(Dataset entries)
**********

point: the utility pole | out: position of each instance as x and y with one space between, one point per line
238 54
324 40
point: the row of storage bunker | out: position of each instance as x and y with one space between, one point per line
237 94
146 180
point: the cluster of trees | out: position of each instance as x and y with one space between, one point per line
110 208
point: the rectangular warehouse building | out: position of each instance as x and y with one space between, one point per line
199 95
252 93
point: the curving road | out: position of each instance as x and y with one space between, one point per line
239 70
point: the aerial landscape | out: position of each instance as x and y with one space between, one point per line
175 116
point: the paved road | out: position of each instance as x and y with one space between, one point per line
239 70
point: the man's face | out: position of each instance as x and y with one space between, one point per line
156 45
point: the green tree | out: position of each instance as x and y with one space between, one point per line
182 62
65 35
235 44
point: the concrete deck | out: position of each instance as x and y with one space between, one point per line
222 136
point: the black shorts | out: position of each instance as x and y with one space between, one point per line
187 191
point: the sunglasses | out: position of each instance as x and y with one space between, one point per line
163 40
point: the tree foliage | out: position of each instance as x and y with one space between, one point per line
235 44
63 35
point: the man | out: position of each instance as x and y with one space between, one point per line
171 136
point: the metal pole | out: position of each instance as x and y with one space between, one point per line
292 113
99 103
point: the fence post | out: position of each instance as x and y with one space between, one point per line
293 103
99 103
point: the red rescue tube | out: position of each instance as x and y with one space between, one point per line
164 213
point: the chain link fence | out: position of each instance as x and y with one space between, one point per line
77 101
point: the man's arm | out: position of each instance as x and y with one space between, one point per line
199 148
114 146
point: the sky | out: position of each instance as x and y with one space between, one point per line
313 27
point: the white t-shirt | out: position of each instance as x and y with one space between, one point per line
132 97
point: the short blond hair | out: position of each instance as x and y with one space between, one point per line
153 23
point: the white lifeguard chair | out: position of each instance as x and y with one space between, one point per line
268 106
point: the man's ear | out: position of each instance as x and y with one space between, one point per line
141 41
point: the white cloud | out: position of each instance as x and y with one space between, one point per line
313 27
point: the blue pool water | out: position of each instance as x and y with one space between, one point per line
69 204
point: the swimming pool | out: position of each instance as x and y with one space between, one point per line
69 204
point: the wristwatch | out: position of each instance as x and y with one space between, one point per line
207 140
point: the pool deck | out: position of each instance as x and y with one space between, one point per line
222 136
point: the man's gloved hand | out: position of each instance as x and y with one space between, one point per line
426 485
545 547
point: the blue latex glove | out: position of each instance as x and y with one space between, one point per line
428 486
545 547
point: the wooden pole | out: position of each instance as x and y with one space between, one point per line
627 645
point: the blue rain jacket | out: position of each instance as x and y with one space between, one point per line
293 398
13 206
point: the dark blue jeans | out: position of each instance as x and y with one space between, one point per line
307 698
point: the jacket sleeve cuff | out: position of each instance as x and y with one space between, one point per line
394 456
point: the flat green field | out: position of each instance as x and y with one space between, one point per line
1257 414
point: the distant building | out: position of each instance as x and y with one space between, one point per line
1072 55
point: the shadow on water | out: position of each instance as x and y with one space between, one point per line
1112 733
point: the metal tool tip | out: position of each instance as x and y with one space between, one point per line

**********

### TRY IT
Repeat the records exactly, including every line.

### WRITTEN REPLY
point: the utility pole | out: position of each instance as x and y with one space between, one point per line
238 54
324 40
point: the row of storage bunker | out: position of each instance as x and y with one space between, one point per line
237 94
146 180
point: the cluster of trees | out: position of each instance as x and y with one space between, one point per line
110 208
point: the rectangular warehouse building | out: position of each instance as x and y with one space between, one point per line
199 95
252 93
point: the curving road | out: position of each instance as x and y with one space between, one point per line
239 70
point: the aerial landscape | out: position of each instance as x and y with one space between, one point per line
175 116
point: the paved road | out: position of each instance as x and y with one space between, one point per line
239 70
point: the man's face | out: position of each instance as x and y with one space between, one point per line
156 45
point: the green tree | out: position of each instance as x and y with one space between, one point per line
182 62
65 35
235 44
point: the concrete deck | out: position of each instance as x and y with one space between, one point per line
222 136
point: the black shorts | out: position of each instance as x and y with one space between, one point per line
187 191
point: the sunglasses | out: position of each instance as x and y with one space between, one point per line
163 40
point: the tree foliage | out: position of each instance as x and y with one space between, one point per line
235 44
63 35
point: the man | out: position of each instance as x and y with one space between, one point per line
171 136
point: the metal pole | out: position of each instance as x and y with one space between, one point per line
292 113
99 103
point: the fence post | out: position of each instance as x and y with one space between, one point per line
293 103
99 103
point: the red rescue tube | out: position of each instance as x and y with one space between, one point per line
164 213
point: the chain link fence | out: position of each instance as x and y with one space between, one point per line
77 101
point: the man's arm | out: position of each instance as x and y with one space between, one point per line
199 148
114 146
point: the sky | out: position of each instance as x and y with one space between, one point per line
313 27
point: the white t-shirt | out: position of each instance as x and y with one space between, one point per line
132 97
point: the short blond hair | out: position of each instance as x and y with one space between, one point per line
153 23
point: the white lifeguard chair | out: position of each instance as x and y with one space between, one point per line
268 106
point: the man's ear | out: position of each instance as x and y with one space between, one point per line
141 41
point: the white cloud | out: position of each instance as x and y with one space between, one point per line
313 27
point: the blue pool water | out: position of each instance as x and y with one space between, one point per line
69 204
point: the swimming pool | out: position of each instance as x and y with one space between, one point per line
69 204
point: the wristwatch | out: position of each instance as x and y with one space between, one point per line
207 140
point: the pool deck | out: position of each instance as x and y with one space between, one point per line
222 136
point: the man's gloved hand | out: position of each instance as x and y with one space between, one point per line
426 485
545 547
point: the blue latex glove | out: position of each instance as x and y with one space between, one point per line
428 486
545 547
point: the wooden pole | out: position of each instance as x and y with one space between, one point per line
627 645
point: the blue rain jacket | out: position of each instance as x and y with one space between, one point per line
293 398
13 206
point: the dark blue jeans | out: position of each instance as x and y with one space between, one point per line
307 698
point: the jacket sleeve cuff | out: position of each instance as x and y with one space between, one point per line
394 456
point: the flat green field | out: position of each instance as x and y with one space between, one point per line
1257 414
point: the distant building | out: position of each instance as x and y with one space between, one point per line
1072 55
point: the shadow on water | out: position of each instance as x and y with one space between, one point per line
1112 733
point: the metal tool tip | out: position of each instance as x and y with one space between, one point per line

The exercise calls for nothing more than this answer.